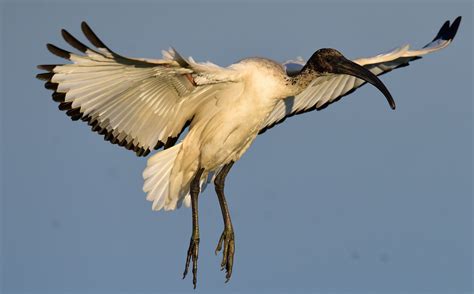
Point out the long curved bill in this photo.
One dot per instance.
(348, 67)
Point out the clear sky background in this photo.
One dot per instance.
(353, 199)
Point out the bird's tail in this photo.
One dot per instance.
(158, 178)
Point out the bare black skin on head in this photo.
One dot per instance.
(331, 61)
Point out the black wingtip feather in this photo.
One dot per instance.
(73, 41)
(454, 28)
(45, 76)
(58, 51)
(47, 67)
(91, 36)
(442, 31)
(447, 31)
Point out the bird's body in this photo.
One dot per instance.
(226, 124)
(145, 104)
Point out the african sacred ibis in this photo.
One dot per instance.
(145, 104)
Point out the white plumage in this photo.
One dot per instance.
(146, 104)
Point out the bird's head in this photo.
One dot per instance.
(331, 61)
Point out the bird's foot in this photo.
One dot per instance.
(193, 252)
(227, 241)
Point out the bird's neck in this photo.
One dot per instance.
(296, 84)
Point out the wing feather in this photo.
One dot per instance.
(139, 104)
(323, 91)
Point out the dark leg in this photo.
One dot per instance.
(227, 237)
(193, 250)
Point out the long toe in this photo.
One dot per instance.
(192, 255)
(227, 244)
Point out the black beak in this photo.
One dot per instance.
(348, 67)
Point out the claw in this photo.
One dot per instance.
(227, 242)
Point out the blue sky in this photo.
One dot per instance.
(353, 199)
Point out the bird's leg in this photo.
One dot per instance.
(226, 241)
(193, 250)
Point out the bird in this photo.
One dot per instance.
(203, 117)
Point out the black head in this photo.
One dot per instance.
(331, 61)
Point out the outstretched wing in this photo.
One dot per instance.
(326, 90)
(140, 104)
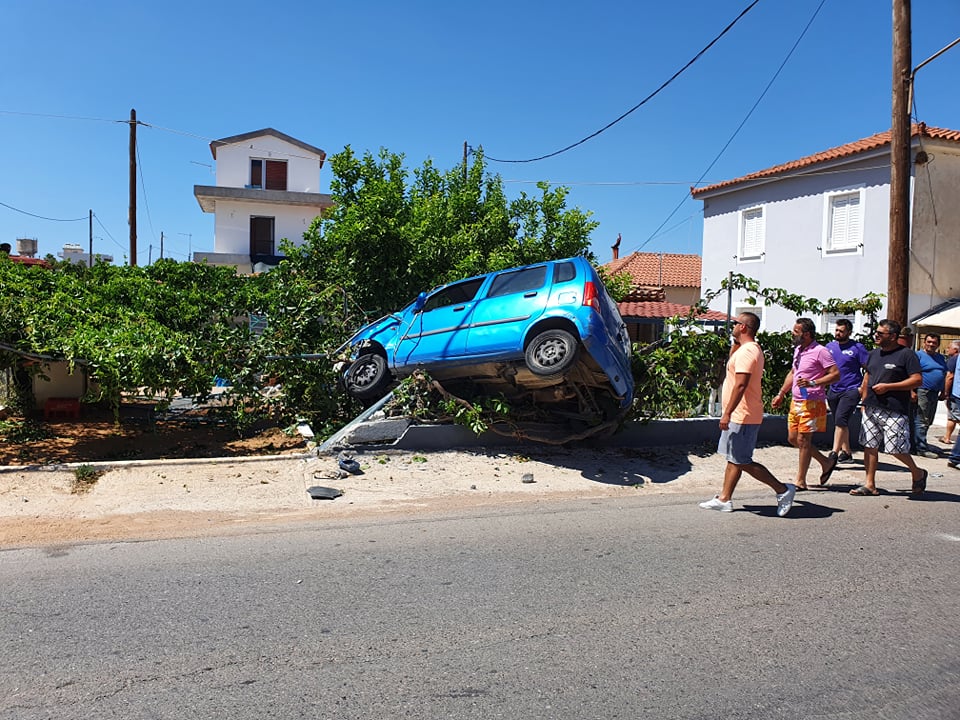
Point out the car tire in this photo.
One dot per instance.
(367, 378)
(551, 353)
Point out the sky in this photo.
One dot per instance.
(420, 78)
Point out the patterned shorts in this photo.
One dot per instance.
(886, 431)
(953, 408)
(807, 416)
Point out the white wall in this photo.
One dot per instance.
(232, 223)
(794, 211)
(233, 163)
(934, 256)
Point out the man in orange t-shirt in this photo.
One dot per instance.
(741, 418)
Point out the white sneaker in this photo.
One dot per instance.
(717, 504)
(785, 499)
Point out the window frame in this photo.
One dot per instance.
(265, 174)
(830, 199)
(742, 218)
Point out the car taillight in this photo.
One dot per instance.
(590, 296)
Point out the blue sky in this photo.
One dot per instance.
(521, 79)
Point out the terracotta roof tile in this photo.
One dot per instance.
(659, 269)
(630, 309)
(646, 294)
(874, 142)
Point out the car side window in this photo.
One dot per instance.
(508, 283)
(453, 294)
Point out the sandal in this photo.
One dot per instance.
(919, 486)
(825, 475)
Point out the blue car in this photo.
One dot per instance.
(548, 333)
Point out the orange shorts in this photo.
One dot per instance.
(807, 416)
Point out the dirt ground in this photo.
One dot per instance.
(226, 491)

____

# [ACTIVITY]
Within the entries, count the lines that contain the word "bird". Give that number and no more.

# [YOUR SOLUTION]
7